• TEXT PROVIDED
+++++
June 8, 2020

The Income Share Agreement Journey: A Story About an ISA Student

School Resources|Income Share Agreements

For many, ISAs can be tricky to understand. What is an ISA? In this post, let's meet Lauren and learn what an ISA was like for her.

Income Share Agreements (or ISAs) are a different form of financing that many may not be used to. Since ISAs have built-in protections and guidelines set in place to make sure students are not overpaying for their education, the Income Share Agreement journey can look different for everyone. There are also several ISA terms necessary to know in order to fully understand ISAs.

To help illustrate all the best parts of an Income Share Agreement, we thought it’d be a good idea to tell a story! Let’s meet Lauren and see what her ISA journey looks like: 

Lauren needs $20,000 to afford the multiple expenses of college. Thankfully, the school she wants to attend offers ISAs as part of their financial aid program. Lauren signs an ISA contract for the $20,000 tuition in exchange for 12% of her income for 36 months after graduation and once she secures a job. 

Because her school offers an ISA, Lauren is able to continue college and graduate without fear of the inability to pay upfront or the thought of growing interest from a traditional private student loan. Lauren can fully focus on her education, without the pressure to get a part-time job because she doesn’t have to make any payments during school.

After graduation, Lauren is unable to get a full-time job at an accounting firm like she was planning. To make ends meet, she finds a job at Starbucks. Her yearly income is $20,000, since she used an ISA to pay for college she doesn’t have to make payments.

Why? Because ISA terms include a payment floor or Minimum Income Threshold, to protect students who aren’t able to get a great paying job to support themselves after graduation. Before you begin making payments, you have to be earning more than the Minimum Income Threshold, which in Lauren’s case is $30,000.
+++++
Stored dataset items:

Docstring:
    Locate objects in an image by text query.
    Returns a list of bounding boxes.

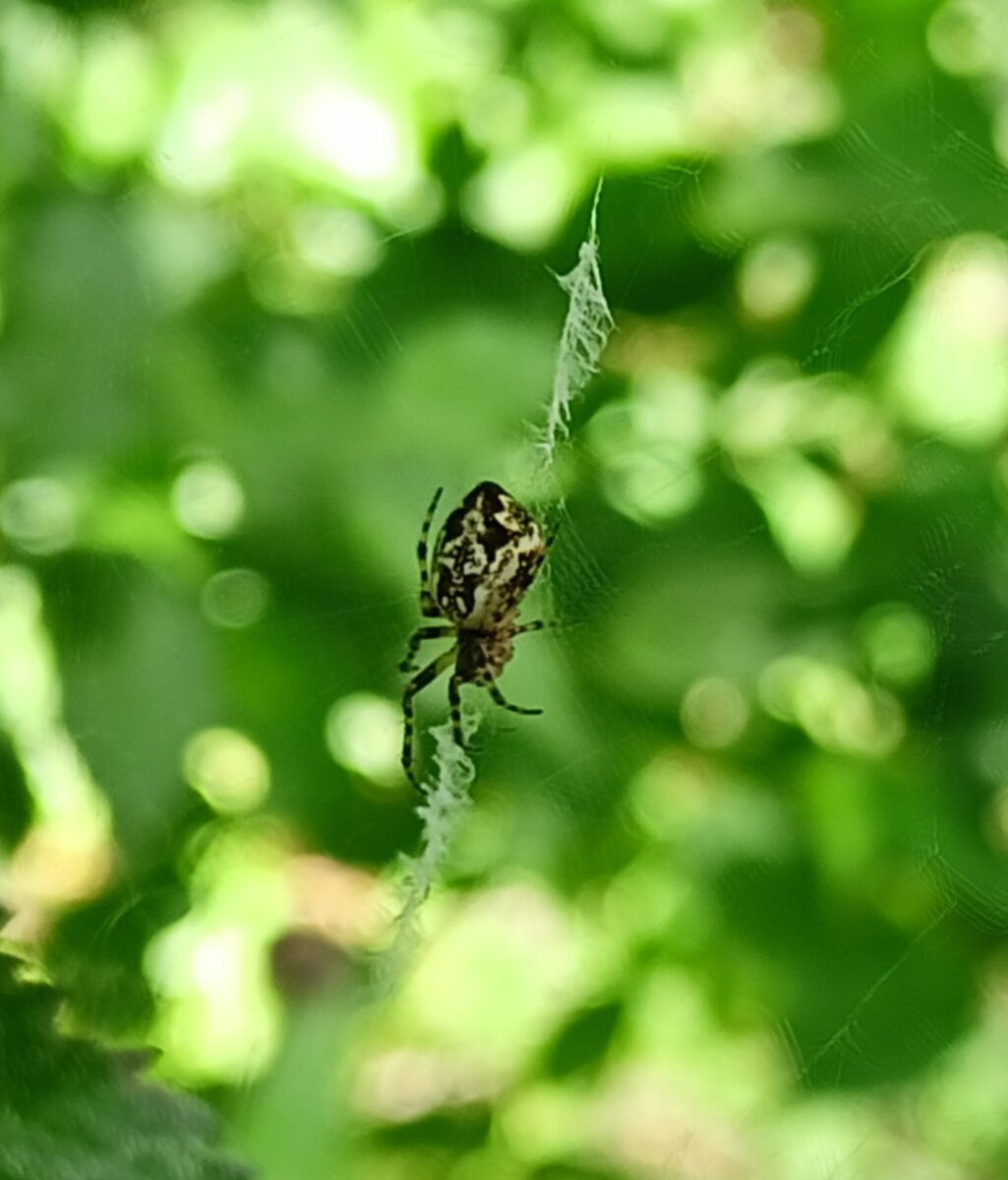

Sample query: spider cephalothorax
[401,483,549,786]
+++++
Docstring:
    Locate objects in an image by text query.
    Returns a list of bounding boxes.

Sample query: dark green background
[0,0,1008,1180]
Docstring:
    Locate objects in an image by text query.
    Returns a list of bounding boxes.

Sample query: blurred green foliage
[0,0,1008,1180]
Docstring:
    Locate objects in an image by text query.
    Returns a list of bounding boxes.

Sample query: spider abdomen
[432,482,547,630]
+++++
• YOUR TASK
Reproduce the text about Lauren's income share agreement word for word, in full.

• SOLUTION FOR THIS PROBLEM
June 8, 2020

The Income Share Agreement Journey: A Story About an ISA Student

School Resources|Income Share Agreements

For many, ISAs can be tricky to understand. What is an ISA? In this post, let's meet Lauren and learn what an ISA was like for her.

Income Share Agreements (or ISAs) are a different form of financing that many may not be used to. Since ISAs have built-in protections and guidelines set in place to make sure students are not overpaying for their education, the Income Share Agreement journey can look different for everyone. There are also several ISA terms necessary to know in order to fully understand ISAs.

To help illustrate all the best parts of an Income Share Agreement, we thought it’d be a good idea to tell a story! Let’s meet Lauren and see what her ISA journey looks like: 

Lauren needs $20,000 to afford the multiple expenses of college. Thankfully, the school she wants to attend offers ISAs as part of their financial aid program. Lauren signs an ISA contract for the $20,000 tuition in exchange for 12% of her income for 36 months after graduation and once she secures a job. 

Because her school offers an ISA, Lauren is able to continue college and graduate without fear of the inability to pay upfront or the thought of growing interest from a traditional private student loan. Lauren can fully focus on her education, without the pressure to get a part-time job because she doesn’t have to make any payments during school.

After graduation, Lauren is unable to get a full-time job at an accounting firm like she was planning. To make ends meet, she finds a job at Starbucks. Her yearly income is $20,000, since she used an ISA to pay for college she doesn’t have to make payments.

Why? Because ISA terms include a payment floor or Minimum Income Threshold, to protect students who aren’t able to get a great paying job to support themselves after graduation. Before you begin making payments, you have to be earning more than the Minimum Income Threshold, which in Lauren’s case is $30,000.